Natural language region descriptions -
►

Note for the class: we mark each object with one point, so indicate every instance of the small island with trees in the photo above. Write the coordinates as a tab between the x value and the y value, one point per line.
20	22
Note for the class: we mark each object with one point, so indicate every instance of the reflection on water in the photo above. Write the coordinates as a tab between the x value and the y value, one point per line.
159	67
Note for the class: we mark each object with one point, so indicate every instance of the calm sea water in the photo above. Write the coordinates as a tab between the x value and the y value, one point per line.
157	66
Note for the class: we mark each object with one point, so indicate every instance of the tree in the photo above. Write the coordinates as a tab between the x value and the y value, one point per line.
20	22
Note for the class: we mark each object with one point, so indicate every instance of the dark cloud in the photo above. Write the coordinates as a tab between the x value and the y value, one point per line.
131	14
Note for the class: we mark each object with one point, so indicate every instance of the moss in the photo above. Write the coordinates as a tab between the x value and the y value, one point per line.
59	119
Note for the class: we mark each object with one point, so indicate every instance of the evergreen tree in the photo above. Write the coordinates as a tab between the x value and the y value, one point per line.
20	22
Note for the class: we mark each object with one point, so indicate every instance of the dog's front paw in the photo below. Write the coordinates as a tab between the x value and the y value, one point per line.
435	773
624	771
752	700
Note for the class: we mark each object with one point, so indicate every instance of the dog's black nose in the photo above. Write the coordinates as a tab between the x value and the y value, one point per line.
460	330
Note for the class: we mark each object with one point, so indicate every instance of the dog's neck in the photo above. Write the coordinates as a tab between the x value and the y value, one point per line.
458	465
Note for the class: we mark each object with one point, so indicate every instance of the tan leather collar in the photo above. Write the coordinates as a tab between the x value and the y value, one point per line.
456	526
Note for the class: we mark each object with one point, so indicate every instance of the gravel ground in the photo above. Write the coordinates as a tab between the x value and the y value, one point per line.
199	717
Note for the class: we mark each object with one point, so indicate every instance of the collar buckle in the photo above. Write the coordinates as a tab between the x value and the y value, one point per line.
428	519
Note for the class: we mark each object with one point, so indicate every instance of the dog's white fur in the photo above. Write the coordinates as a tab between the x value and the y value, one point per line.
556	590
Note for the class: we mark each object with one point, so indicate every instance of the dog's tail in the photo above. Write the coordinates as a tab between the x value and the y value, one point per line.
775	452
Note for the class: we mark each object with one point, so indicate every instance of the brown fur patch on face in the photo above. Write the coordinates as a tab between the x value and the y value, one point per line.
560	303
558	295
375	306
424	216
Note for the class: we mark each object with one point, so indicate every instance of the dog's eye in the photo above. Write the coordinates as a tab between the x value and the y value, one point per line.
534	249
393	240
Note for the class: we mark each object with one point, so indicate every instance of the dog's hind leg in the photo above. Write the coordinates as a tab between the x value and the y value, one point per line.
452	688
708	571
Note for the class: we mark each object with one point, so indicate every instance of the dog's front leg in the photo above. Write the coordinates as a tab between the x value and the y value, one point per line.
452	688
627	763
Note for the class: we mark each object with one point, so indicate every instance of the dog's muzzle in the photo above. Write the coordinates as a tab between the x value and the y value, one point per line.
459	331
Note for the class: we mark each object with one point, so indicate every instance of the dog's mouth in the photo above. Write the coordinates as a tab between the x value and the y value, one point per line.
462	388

◄

Every record, restated word for word, should make up your reply.

Completed task -
Note for the class: we mark each object with one point, so indicate every instance of the small island with trees in the photo above. Write the coordinates as a tab between the x value and the y value, one point per line.
20	22
Note for the class: we mark each object with one point, so indicate every instance of the reflection on water in the photo above. Write the coordinates as a tab between the x value and the y value, one point per line.
159	67
Note for the class: we mark each object with one point, so indicate every instance of the calm sea water in the photo above. Write the coordinates as a tab between the x value and the y value, one point per line.
157	66
Note for the class: we mark each object with one point, so indicate every instance of the tree in the photo above. Write the coordinates as a tab between the x value and the y value, one point per line.
20	22
Note for the class: we mark each object with one point, so indicate every instance of the dark cloud in the photo above. Write the coordinates as a tab between the x value and the y value, one point per line.
131	14
Note for the class: we mark each object with one point, so indicate every instance of the moss in the photo above. Write the coordinates as a tab between the x value and the y value, one point per line.
59	119
Note for the class: we mark each object with one point, so indicate every instance of the evergreen tree in the photo above. Write the coordinates as a tab between the x value and the y value, one point per line.
20	22
Note for the class: we mark each object with one point, so indicate every instance of the dog's front paw in the photo below. Write the coordinates as a tab between the x value and the y value, one point per line.
435	773
624	771
752	700
Note for the class: we mark each object with one point, so indicate every instance of the dog's black nose in the photo above. Write the coordinates as a tab between the x value and the y value, one point per line.
460	330
Note for the class: we mark each object with one point, so indicate every instance of the dog's neck in the photo above. Write the coordinates as a tab between the x value and the y value, one point per line.
458	465
Note for the class: we mark each object with one point, so indicate every instance of the tan leather collar in the photo above. Write the coordinates as a tab between the x value and the y value, one point per line.
456	526
Note for the class: we mark each object with one point, so indicate every instance of the gravel ground in the photo above. Write the coordinates as a tab between the x value and the y value, one point per line.
199	717
Note for the class: we mark each object with one point, so indicate every instance of the collar buckle in the photo above. Write the coordinates as a tab between the x value and the y value, one point per line.
428	519
Note for the class: we mark each object with one point, so indicate every instance of the dog's white fur in the photo above. Write the coordinates as a tab between the x value and the y value, one point per line.
556	590
Note for the class: we mark each object with one point, so indicate every instance of the dog's tail in the photo above. Write the coordinates as a tab between the x value and the y value, one point per line.
775	452
Note for the class: we mark each object with one point, so indicate every instance of the brown fur patch on face in the photo above. Write the coordinates as a tab between the x value and the y value, one point per line.
560	303
558	295
375	306
424	216
Note for the class: we mark each object with one point, so indicate every instance of the dog's eye in the photo above. Write the coordinates as a tab between the x value and the y value, one point per line.
534	249
393	240
Note for the class: we mark each object with one point, so indicate every instance of the dog's hind leg in the photo above. Write the coordinates as a tab between the x value and the y value, one point per line.
452	688
708	571
Note for the class: we mark each object with one point, so indicate every instance of the dog's front leg in the photo above. Write the coordinates as a tab between the x value and the y value, one point per line.
452	688
627	763
Note for the class: we mark each object with one point, so indicate every instance of the dog's muzzle in the photo above. Write the coordinates as a tab between the x value and the y value, one point per line.
459	331
Note for the class: we mark each object with one point, so indicate every instance of the dog's mouth in the photo above. Write the coordinates as a tab between the x value and the y value, one point per line.
462	388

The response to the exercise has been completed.